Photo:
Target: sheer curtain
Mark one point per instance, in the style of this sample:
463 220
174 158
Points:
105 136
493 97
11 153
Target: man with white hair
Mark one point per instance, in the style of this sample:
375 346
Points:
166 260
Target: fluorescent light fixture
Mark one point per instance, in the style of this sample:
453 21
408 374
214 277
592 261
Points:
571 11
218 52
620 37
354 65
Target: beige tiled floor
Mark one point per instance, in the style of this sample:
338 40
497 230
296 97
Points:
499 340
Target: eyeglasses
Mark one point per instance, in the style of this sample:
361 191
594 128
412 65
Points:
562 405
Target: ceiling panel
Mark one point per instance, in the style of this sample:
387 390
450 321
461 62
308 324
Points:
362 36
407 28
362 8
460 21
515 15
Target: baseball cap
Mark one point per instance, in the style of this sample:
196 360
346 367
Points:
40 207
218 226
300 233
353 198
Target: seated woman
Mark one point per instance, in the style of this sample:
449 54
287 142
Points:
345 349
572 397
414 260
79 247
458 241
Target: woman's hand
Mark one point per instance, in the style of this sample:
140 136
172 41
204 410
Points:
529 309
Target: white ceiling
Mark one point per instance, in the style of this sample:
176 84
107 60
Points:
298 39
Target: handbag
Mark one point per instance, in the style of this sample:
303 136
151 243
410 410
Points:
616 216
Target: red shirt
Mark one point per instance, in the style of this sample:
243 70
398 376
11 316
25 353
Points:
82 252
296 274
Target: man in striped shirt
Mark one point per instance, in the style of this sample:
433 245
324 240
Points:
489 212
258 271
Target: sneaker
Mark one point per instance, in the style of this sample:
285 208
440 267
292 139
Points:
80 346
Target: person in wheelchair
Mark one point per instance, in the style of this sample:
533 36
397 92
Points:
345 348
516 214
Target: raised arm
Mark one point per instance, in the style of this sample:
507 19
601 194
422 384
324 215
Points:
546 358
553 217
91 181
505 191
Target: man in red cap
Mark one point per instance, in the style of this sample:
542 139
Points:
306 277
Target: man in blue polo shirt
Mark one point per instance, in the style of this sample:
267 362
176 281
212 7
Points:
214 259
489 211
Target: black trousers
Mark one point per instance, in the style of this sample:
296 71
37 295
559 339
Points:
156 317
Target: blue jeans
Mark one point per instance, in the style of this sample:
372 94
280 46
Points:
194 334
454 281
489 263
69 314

◇ ◇ ◇ ◇ ◇

Can you reproduce every entry above, line for line, with no changes?

**RESULT**
Photo:
Target: sheer curtain
Mark one point per instance, in the style of this sample:
463 220
174 158
Points:
105 136
493 97
11 153
Target: man with white hair
Mark one point per instance, in the style of this sample:
375 346
Points:
166 260
Target: fluorescent light fixture
Mark one point per instance, in the style of this sample:
453 21
408 374
214 277
592 261
Points:
571 11
218 52
620 37
354 65
Target: beige tiled floor
Mark one point per instance, in the style of this sample:
338 40
497 230
296 97
Points:
499 340
Target: eyeglasses
Mark one point per instance, in the style of this sample:
361 191
594 128
412 65
Points:
562 405
Target: ceiling panel
Mark one point per instance, in the style of this sample:
387 390
450 321
461 62
308 324
Points:
362 36
407 28
362 8
460 21
515 15
Target: baseball cap
Mark one point per instance, in the style of this sample:
196 360
346 367
Points:
40 207
218 226
300 233
353 198
Target: seated woman
Mark one point per instance, in the style of this sample:
449 54
287 142
Points:
345 349
572 397
414 260
79 247
458 241
Target: woman's hand
Mark one point per instance, in the style of this sample:
140 136
172 41
204 410
Points:
529 309
Target: white ceiling
Mark one point per instance, in the style of this sample:
176 84
107 60
Points:
298 39
Target: handbag
Mark one point per instance, in the style of this sample:
303 136
151 243
410 410
Points:
616 216
Target: red shirt
Mark one point per instance, in the style of this sample:
243 70
398 376
11 316
25 353
Points:
82 252
296 274
Target: man in striped shirt
Mark one point per instance, in the style of this sample:
433 245
324 240
Points:
489 212
258 271
Target: sneaker
Mark one point per instance, in the style of this sample:
285 208
440 267
292 139
Points:
80 346
Target: person in wheelchair
Mark one point per instance, in the style of this sample:
533 36
397 92
Points:
345 348
516 214
Target: raised arm
Mark one point per instance, in the style of this sample:
507 19
601 194
422 384
324 215
Points:
546 358
553 217
91 181
505 191
Target: man in red cap
Mark one point per instance, in the style of this sample:
542 139
Points:
306 277
Target: man in blue polo shirt
Mark one point per instance, in the style of this sample:
267 362
176 281
212 7
Points:
214 259
489 211
Target: black trousers
Mark one point per instance, in the style of this sample:
296 71
37 295
559 339
Points:
156 317
Target: blue jeans
Mark one point per instance, in the style of this sample:
372 94
280 46
Points:
194 334
454 281
489 263
69 314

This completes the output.